## EXERCISE TASKS
a – In the insulin sponge article, rewrite the paragraph beginning "When blood sugar levels rise" as a numbered list of steps, keeping its main facts.
b – According to the insulin sponge article, for how long did the sponge matrix reduce blood sugar in the laboratory tests on diabetic mice?
c – Translate this sentence from the insulin sponge article into Spanish: "Once the insulin is released, the body's glucose levels begin to drop, causing the chitosan strands to lose their positive charge and move closer together."

## QUOTED PASSAGE
┄┄┄┄┄┄┄┄┄┄

Scientists in America have developed a new way of delivering insulin for patients with insulin-dependent diabetes.
Created by North Carolina State University researchers, the new drug delivery method for diabetes treatment involves an injectable sponge-like material surrounding an insulin core. The insulin is automatically released by the sponge in response to rising blood sugar levels.
The tiny (250 micrometers wide) sponge matrix is made from chitosa, a material found in the exoskeletons of shrimp and crab shells. The surface contains many tiny pores along with nanocapsules containing a substance called glucose oxidase, and the matrix surrounds an insulin-filled reservoir.
When blood sugar levels rise, glucose reacts with the nanocapsules causing them to release hydrogen ions. These ions bind to the molecular strands of the chitosan sponge, creating positive charges that push the strands away from each other. The gaps in the sponge’s pores widen and insulin is released into the bloodstream.
Once the insulin is released, the body’s glucose levels begin to drop, causing the chitosan strands to lose their positive charge and move closer together. This shrinks the size of the pores, trapping the remaining insulin inside the sponge.
The scientists said that during laboratory tests involving diabetic mice, the sponge matrix was effective at reducing blood sugar in the bloodstream for 48 hours.
They added that this technique “also holds promise for smart drug delivery targeting cancer or other diseases.”
Dr. Zhen Gu, lead author of a paper describing the work, said: “We learned a lot from the promising ‘sponge’ research and will further optimize it. Meanwhile, we are already exploring applications to combat cancer.”
The research was published in the online journal ACS Nano.

┄┄┄┄┄┄┄┄┄┄

## DATA EXCERPTS
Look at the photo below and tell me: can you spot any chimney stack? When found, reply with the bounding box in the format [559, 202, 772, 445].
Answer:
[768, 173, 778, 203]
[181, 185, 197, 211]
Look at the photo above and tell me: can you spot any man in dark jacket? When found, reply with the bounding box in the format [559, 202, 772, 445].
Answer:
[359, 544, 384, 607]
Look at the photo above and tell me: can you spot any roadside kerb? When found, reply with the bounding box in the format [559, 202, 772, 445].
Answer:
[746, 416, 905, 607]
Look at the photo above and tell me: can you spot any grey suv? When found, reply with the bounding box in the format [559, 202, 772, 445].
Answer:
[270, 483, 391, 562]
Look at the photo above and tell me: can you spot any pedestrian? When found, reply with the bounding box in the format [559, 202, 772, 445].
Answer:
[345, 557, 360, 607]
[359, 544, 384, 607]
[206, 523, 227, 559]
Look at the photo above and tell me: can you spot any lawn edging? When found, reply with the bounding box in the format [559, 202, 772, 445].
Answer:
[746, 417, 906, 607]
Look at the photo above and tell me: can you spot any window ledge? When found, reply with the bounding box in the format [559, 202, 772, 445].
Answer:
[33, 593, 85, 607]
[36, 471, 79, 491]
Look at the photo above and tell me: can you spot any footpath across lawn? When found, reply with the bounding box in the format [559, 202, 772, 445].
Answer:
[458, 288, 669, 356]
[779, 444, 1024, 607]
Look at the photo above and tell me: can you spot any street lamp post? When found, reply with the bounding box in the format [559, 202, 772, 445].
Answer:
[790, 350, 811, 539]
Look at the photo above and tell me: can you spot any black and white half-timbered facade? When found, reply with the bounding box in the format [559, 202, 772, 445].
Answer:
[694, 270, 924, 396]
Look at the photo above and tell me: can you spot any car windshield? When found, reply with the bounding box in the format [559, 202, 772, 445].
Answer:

┄┄┄┄┄┄┄┄┄┄

## ANSWERS TO THE EXERCISES
a –
1. Blood sugar levels rise, and glucose reacts with the nanocapsules.
2. The nanocapsules release hydrogen ions.
3. The ions bind to the molecular strands of the chitosan sponge, creating positive charges.
4. The charges push the strands away from each other.
5. The gaps in the sponge's pores widen, and insulin is released into the bloodstream.

b – For 48 hours.

c – Una vez liberada la insulina, los niveles de glucosa del cuerpo comienzan a bajar, lo que hace que las hebras de quitosano pierdan su carga positiva y se acerquen entre sí.